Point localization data
================================
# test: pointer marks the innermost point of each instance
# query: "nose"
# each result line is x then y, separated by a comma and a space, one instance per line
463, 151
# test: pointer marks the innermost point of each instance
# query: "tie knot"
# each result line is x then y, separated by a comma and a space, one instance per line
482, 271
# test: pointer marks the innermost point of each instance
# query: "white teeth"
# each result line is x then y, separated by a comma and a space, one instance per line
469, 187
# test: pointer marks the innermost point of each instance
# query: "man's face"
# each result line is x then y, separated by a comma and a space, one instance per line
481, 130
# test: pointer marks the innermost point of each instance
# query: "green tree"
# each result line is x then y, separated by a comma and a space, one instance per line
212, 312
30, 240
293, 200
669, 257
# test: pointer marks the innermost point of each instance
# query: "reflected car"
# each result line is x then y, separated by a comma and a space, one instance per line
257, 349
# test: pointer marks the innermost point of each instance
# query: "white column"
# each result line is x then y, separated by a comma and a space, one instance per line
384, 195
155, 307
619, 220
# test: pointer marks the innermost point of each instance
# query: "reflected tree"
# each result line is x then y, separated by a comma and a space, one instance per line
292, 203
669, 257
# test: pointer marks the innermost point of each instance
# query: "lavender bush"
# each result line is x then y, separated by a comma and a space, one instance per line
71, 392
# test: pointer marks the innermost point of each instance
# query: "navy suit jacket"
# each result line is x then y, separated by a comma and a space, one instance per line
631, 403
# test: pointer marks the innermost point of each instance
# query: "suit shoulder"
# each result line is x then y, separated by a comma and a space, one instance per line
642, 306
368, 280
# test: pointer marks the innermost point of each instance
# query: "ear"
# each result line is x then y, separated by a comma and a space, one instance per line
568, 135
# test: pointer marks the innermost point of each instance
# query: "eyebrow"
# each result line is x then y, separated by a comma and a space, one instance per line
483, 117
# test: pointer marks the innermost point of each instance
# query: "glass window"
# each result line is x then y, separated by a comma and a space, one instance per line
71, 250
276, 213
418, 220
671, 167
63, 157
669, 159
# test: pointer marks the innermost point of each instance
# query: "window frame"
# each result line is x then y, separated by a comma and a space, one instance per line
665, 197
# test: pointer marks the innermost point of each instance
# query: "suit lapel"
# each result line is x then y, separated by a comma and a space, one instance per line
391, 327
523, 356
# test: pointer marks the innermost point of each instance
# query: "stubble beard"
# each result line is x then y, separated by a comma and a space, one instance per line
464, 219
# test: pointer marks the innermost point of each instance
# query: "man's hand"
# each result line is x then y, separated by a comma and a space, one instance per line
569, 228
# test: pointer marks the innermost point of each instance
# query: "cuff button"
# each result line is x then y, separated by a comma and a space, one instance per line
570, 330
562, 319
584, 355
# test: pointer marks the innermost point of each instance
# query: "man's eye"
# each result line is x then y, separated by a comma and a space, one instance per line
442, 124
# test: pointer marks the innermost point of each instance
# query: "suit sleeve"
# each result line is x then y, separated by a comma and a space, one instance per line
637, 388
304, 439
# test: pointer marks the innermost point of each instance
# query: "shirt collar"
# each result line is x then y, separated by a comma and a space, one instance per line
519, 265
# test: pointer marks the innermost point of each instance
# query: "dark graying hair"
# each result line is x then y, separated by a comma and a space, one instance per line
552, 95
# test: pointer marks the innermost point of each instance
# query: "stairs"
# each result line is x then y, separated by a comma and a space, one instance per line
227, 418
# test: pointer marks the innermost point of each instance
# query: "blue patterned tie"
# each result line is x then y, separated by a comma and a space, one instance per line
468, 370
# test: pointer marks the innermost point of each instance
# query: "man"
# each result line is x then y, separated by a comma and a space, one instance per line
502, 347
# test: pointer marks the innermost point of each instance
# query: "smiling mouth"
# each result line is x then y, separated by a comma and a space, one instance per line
================================
Identify the lines of the data that contain the word "white". Copy each of them.

# query: "white teeth"
# query: "white column"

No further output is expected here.